TASK -
Leave out the pictures, then reproduce the rest of the material exactly.

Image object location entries
===
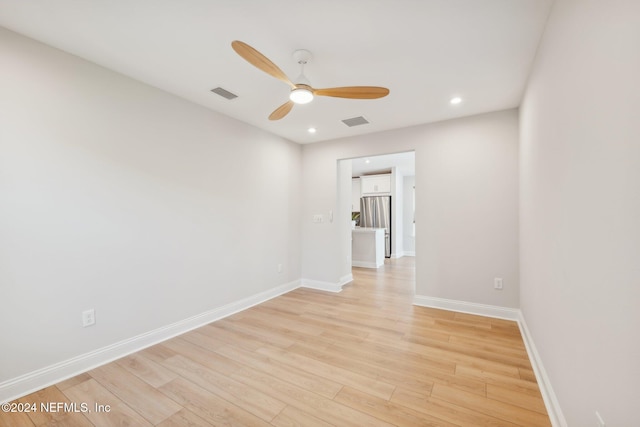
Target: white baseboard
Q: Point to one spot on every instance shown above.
(347, 278)
(44, 377)
(365, 264)
(549, 397)
(467, 307)
(322, 286)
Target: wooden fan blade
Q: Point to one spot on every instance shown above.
(281, 111)
(259, 61)
(354, 92)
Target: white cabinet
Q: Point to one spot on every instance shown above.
(367, 247)
(355, 195)
(375, 184)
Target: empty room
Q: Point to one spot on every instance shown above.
(306, 213)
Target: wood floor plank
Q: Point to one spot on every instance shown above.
(147, 370)
(335, 373)
(260, 404)
(292, 374)
(118, 414)
(388, 411)
(208, 406)
(517, 398)
(363, 357)
(53, 414)
(294, 417)
(15, 419)
(321, 407)
(491, 407)
(143, 398)
(184, 418)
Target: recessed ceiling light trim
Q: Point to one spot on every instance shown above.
(355, 121)
(224, 93)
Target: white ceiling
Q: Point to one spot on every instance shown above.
(424, 51)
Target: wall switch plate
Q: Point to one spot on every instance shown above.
(88, 318)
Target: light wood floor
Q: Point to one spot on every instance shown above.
(364, 357)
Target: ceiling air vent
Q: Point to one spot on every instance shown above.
(355, 121)
(224, 93)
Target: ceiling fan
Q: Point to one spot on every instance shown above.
(301, 91)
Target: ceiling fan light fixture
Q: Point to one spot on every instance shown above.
(301, 95)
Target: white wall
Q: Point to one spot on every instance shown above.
(466, 182)
(117, 196)
(397, 205)
(409, 239)
(580, 208)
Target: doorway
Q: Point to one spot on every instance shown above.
(394, 175)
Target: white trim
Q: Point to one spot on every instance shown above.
(52, 374)
(322, 286)
(467, 307)
(549, 397)
(347, 278)
(550, 400)
(365, 264)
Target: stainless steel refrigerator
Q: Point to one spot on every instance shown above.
(375, 211)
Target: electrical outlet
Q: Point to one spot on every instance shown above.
===
ANSWER TO THE TASK -
Target: white baseboard
Q: Point to one spot on every instance shown above.
(347, 278)
(44, 377)
(365, 264)
(549, 397)
(467, 307)
(322, 286)
Target: wooden fan blade
Q: Point to one spot on every instance shown above.
(281, 111)
(259, 61)
(354, 92)
Target: white cabinet
Q: Point to one spot on every instance shown above.
(367, 247)
(355, 195)
(375, 184)
Target: empty room
Q: Point to one spot on every instance shown above.
(306, 213)
Target: wood floor plank
Q: Point to one spot on every instance shown above.
(147, 370)
(335, 373)
(260, 404)
(292, 374)
(118, 414)
(388, 411)
(208, 406)
(517, 398)
(363, 357)
(53, 414)
(294, 417)
(15, 419)
(321, 407)
(491, 407)
(143, 398)
(184, 418)
Target: recessed ceiling light trim
Q: Point to one spot on every instance shown above.
(355, 121)
(224, 93)
Target: white ceiling
Q: Point to one spot on every instance shown above.
(424, 51)
Target: wall switch plate
Q: Point to one spot on every instance shown above.
(88, 318)
Target: light wood floor
Q: Point to one spot on every instance shown above.
(364, 357)
Target: ceiling air vent
Q: Point to one spot on every instance shown above.
(355, 121)
(224, 93)
Target: ceiling fan
Q: Point to one spot on every instance shown above.
(301, 91)
Target: ceiling fan light fixture
Q: Point to one spot on every instance shown above.
(301, 95)
Target: white wall
Q: Point to one spot on every instance shown above.
(466, 182)
(117, 196)
(397, 205)
(409, 239)
(580, 208)
Target: doorway
Q: Point to one spot on every instance shown above.
(394, 175)
Target: white trim
Q: Point to one spot on every instance shown above.
(52, 374)
(322, 286)
(467, 307)
(549, 397)
(347, 278)
(550, 400)
(365, 264)
Target: stainless steel refrigerator
Q: Point to one spot on every instance shown above.
(375, 211)
Target: electrical outlet
Q: Point to one spot on every instance shown above.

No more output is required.